* start *

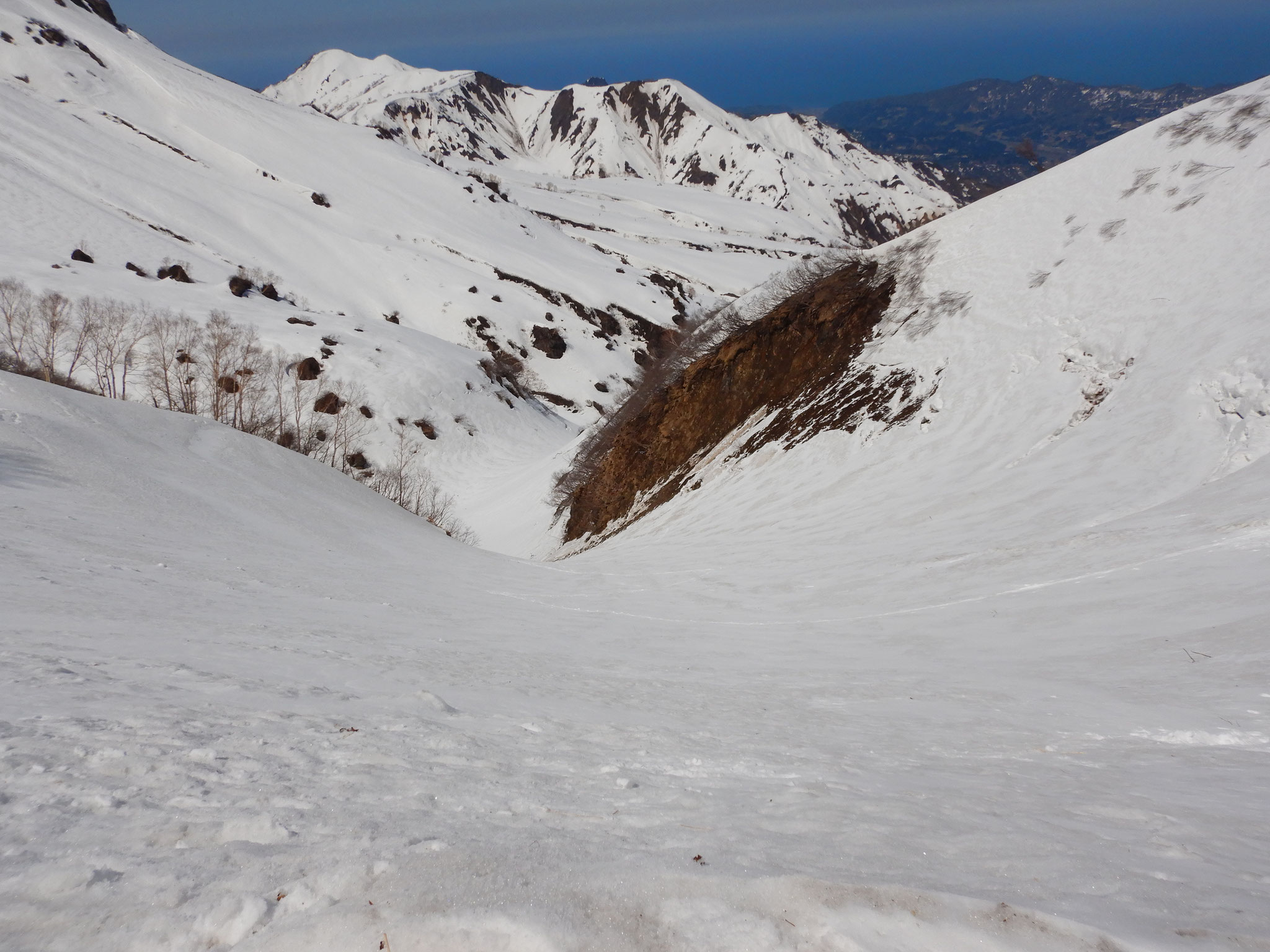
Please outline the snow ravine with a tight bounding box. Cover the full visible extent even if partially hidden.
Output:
[0,0,1270,952]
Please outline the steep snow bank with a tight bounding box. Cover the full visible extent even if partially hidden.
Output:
[564,81,1270,563]
[10,374,1270,952]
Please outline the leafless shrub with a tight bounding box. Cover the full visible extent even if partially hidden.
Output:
[0,275,480,545]
[76,297,150,400]
[366,423,477,546]
[32,291,91,382]
[0,278,35,364]
[144,311,203,414]
[1156,86,1270,150]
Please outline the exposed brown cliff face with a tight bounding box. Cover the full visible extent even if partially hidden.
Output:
[565,260,925,540]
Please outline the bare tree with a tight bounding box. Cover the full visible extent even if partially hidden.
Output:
[32,291,91,382]
[0,278,34,368]
[366,424,477,546]
[78,297,150,400]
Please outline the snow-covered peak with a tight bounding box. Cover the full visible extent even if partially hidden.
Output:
[264,58,955,246]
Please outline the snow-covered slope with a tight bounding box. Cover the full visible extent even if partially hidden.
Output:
[0,0,711,550]
[569,80,1270,563]
[0,355,1270,952]
[264,50,955,246]
[0,19,1270,952]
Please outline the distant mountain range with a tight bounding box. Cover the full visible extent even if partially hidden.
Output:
[823,76,1229,202]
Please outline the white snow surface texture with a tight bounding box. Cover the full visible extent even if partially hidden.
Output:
[0,0,951,555]
[0,2,1270,952]
[264,50,955,246]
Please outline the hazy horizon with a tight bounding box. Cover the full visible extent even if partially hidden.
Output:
[114,0,1270,110]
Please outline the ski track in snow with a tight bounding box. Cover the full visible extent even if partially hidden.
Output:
[0,0,1270,952]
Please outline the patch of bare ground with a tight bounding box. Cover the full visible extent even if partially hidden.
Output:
[560,259,920,542]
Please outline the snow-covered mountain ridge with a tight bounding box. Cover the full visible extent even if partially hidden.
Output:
[264,50,955,246]
[569,80,1270,566]
[0,0,960,552]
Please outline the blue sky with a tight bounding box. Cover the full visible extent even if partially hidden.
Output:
[114,0,1270,109]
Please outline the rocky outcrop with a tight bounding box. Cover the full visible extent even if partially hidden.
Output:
[562,260,927,542]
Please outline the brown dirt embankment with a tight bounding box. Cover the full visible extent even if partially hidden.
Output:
[564,260,895,542]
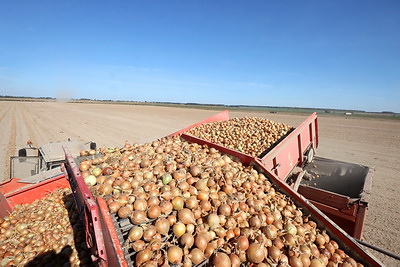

* end *

Problem to solve:
Format every line of the records above as a JSON list of strings, one string per line, with blank lines omitted and the pictures left out.

Reply to the exercise:
[
  "Please outline the snow ravine with a tight bounding box. Cover the full visible extent even if partially hidden.",
  "Output:",
  "[0,0,1270,952]",
  "Please outline the steep snow bank with a tight bounding box. Cover the full visible extent even if partially hidden.",
  "Output:",
  "[564,81,1270,563]",
  "[10,374,1270,952]",
  "Please outline the leafless shrub with a tight bounding box. Cover the full visible extent even if partially hidden.",
  "Output:",
  "[0,275,480,545]",
  "[76,297,150,400]",
  "[366,423,477,546]",
  "[32,291,91,382]",
  "[0,278,35,364]",
  "[144,311,203,414]",
  "[1156,86,1270,150]",
  "Please outline the exposed brown cliff face with a tight bounding box. Cover the full visible extent even if partially hidden.",
  "Output:",
  "[565,260,925,540]",
  "Please outline the bare tree with a tight bounding box. Cover the full visible extent even if partially hidden.",
  "Output:",
  "[32,291,91,382]",
  "[0,278,34,368]",
  "[366,424,477,546]",
  "[78,297,150,400]",
  "Please outline the snow-covered peak with a tight bounding box. Cover the full visible extent even if partially hidden.",
  "Output:",
  "[264,58,955,246]",
  "Please outline the snow-covered slope with a tight bounding box. Cover the full visible extent even if partially hidden.",
  "Output:",
  "[0,0,711,550]",
  "[569,80,1270,563]",
  "[0,355,1270,952]",
  "[264,50,955,246]",
  "[0,19,1270,952]",
  "Please outline the distant mountain range with a tight bounding box. Cover the full visible extent even if partially hidden.",
  "Output:",
  "[823,76,1229,202]",
  "Please outline the white snow surface texture with a tight bounding box. Cover the full visible extent even if partially hidden.",
  "Output:",
  "[0,0,951,555]",
  "[0,2,1270,952]",
  "[264,50,955,246]",
  "Please outline the hazy horizon with a tight bounding box. Cover the full visible extent even if partially hidden.",
  "Output:",
  "[114,0,1270,110]",
  "Please outline the ski track in snow with a tight bounding box. Cover the full visible extent even if partially hidden.",
  "Output:",
  "[0,0,1270,952]",
  "Please outline the patch of bare ground with a tight bounding box. Cover the full visible extent even if partially hidden.",
  "Output:",
  "[560,259,920,542]",
  "Please outline the snow-covered mountain ridge with a tight bounding box. Cover the full visible extent even if partially hidden.",
  "Output:",
  "[264,50,955,246]",
  "[569,80,1270,566]",
  "[0,0,960,552]",
  "Please outline the blue sky with a tight bounding box. Cover the full visible extent even if partially hidden.",
  "Output:",
  "[114,0,1270,109]",
  "Please outline the rocky outcrop with a tight bounding box. Cover the full visible extent even if partially hidden.",
  "Output:",
  "[562,260,927,542]",
  "Please outline the brown dirt embankment with a tight bounding box. Cover the full visible extent even if partially hidden.",
  "Output:",
  "[564,260,895,542]"
]